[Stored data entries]
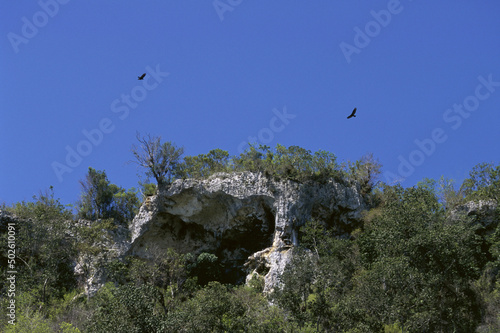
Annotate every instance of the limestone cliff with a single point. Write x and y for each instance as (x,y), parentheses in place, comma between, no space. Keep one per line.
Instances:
(248,220)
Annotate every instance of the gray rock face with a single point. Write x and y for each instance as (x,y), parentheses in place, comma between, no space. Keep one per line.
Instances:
(482,211)
(248,220)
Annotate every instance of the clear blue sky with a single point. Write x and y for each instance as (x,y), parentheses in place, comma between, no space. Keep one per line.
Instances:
(424,76)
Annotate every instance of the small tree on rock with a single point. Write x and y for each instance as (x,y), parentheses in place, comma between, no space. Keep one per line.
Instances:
(160,159)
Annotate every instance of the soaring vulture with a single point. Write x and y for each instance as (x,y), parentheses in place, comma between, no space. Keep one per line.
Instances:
(353,114)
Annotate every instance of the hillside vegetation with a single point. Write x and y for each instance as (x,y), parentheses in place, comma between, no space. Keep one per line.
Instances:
(416,264)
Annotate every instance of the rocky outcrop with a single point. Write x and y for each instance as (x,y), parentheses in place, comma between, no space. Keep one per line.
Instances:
(248,220)
(482,212)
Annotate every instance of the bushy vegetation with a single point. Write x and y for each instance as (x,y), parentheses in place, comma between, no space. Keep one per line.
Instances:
(102,200)
(412,266)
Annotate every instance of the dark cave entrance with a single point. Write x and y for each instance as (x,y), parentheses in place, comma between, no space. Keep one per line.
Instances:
(254,234)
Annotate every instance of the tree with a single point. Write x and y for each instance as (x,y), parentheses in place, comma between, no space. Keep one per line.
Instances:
(159,159)
(97,196)
(483,183)
(102,200)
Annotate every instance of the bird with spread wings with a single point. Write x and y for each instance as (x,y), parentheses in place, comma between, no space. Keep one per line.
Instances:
(353,114)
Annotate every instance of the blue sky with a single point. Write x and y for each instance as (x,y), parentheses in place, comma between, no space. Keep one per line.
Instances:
(424,76)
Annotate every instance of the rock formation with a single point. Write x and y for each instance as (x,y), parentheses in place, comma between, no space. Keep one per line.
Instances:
(248,220)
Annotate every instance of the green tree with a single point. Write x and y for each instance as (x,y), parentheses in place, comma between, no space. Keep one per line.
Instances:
(419,266)
(102,200)
(159,159)
(483,183)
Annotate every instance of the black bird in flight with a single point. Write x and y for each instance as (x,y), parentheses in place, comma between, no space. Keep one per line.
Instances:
(353,114)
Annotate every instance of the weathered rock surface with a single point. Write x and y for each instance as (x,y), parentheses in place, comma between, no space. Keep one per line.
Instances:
(483,212)
(248,220)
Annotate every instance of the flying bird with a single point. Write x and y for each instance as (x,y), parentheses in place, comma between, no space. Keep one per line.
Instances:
(353,114)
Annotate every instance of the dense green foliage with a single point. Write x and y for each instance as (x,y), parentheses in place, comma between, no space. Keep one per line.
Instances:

TASK DETAILS: Take every record and copy it word for word, dropping the pictures.

RESULT:
Annotate every instance of the limestone cliff with a single point. Write x and y for each instance as (x,y), parentheses in place, comma between, no space. Keep one per line.
Instances:
(248,220)
Annotate every instance of the gray rock face with a single point. Write x and y for each instance as (x,y), parentheses in place, comma between, no space. Keep one per line.
Instances:
(482,211)
(248,220)
Annotate every instance of the clear blue sky with a single point. Write x and y for each instance as (x,y), parentheses in place, comma between, no space. Keep one per line.
Instances:
(424,76)
Annotate every instance of the small tree on rock with a single point. Write x and y for each instance as (x,y), parentheses in place, comma between, no space. Keep one per line.
Instances:
(160,159)
Annotate every instance of the soaring vulture with a single point. Write x and y for each instance as (x,y), parentheses in place, comma between, no space. Keep one per line.
Instances:
(353,114)
Annotate every instance of the hillside vegetation with a single point. Write x and y for each instance as (x,y), parentheses in place, comma between, no space. Keep one per line.
Instances:
(416,264)
Annotate every instance of the rocky outcrop with a single point. Write x and y for each instance as (x,y), parentheses in place, comma between, no space. Keep one per line.
Instances:
(248,220)
(482,212)
Annotate every instance of the bushy vegetation with a single point. Write x and y for each instance as (x,y), parentheses in place, comma between, no space. Keep one per line.
Instances:
(102,200)
(412,266)
Annotate every instance of the dark cave entrance with a single point. Write x and y for each instance as (x,y), parentheses in place, comma between, no space. Keep one per line.
Instances:
(254,234)
Annotate every instance of the tree with a single point. Write x and y for each instance as (x,y), parentheses in place, comma between, no space. Keep one per line.
Instances:
(159,159)
(97,196)
(483,183)
(102,200)
Annotate every instance of the bird with spread wings with a single point. Write x and y for each instance as (x,y), parentheses in place, comma between, no space. Keep one per line.
Instances:
(353,114)
Annotate every instance of the blue sky with a single point. Write x and y for each instance as (x,y), parentheses in place, comma between, no space. Keep one per line.
Instances:
(424,76)
Annotate every instance of the rock formation with a single point. Write x and y for each instance as (x,y), parentheses in place, comma between, no space. Keep one per line.
Instances:
(248,220)
Annotate every instance of the green tree with a single point. Write x and y for each instance as (x,y), parentheses in place, comma between, no space. Keep one per line.
Instances:
(419,266)
(102,200)
(159,159)
(483,183)
Annotate every instance of the black bird in flight with a single point. Write x and y for each instance as (x,y), parentheses in place, comma between, no space. Keep one per line.
Instances:
(353,114)
Annotate every instance of the weathered rock surface with a single point. Write x and y for each instance as (x,y), parentheses in place, comma between, no space. Keep one per line.
Instances:
(483,212)
(248,220)
Annotate every instance of the flying bird with a single point. Write x and y for each instance as (x,y), parentheses in place, comma between, no space. Keep one per line.
Instances:
(353,114)
Annotate every instance of the dense green foliage with a single point. Write x and y for each instance as (x,y), parentheses in place, comma between, no space. Keep one per line.
Instances:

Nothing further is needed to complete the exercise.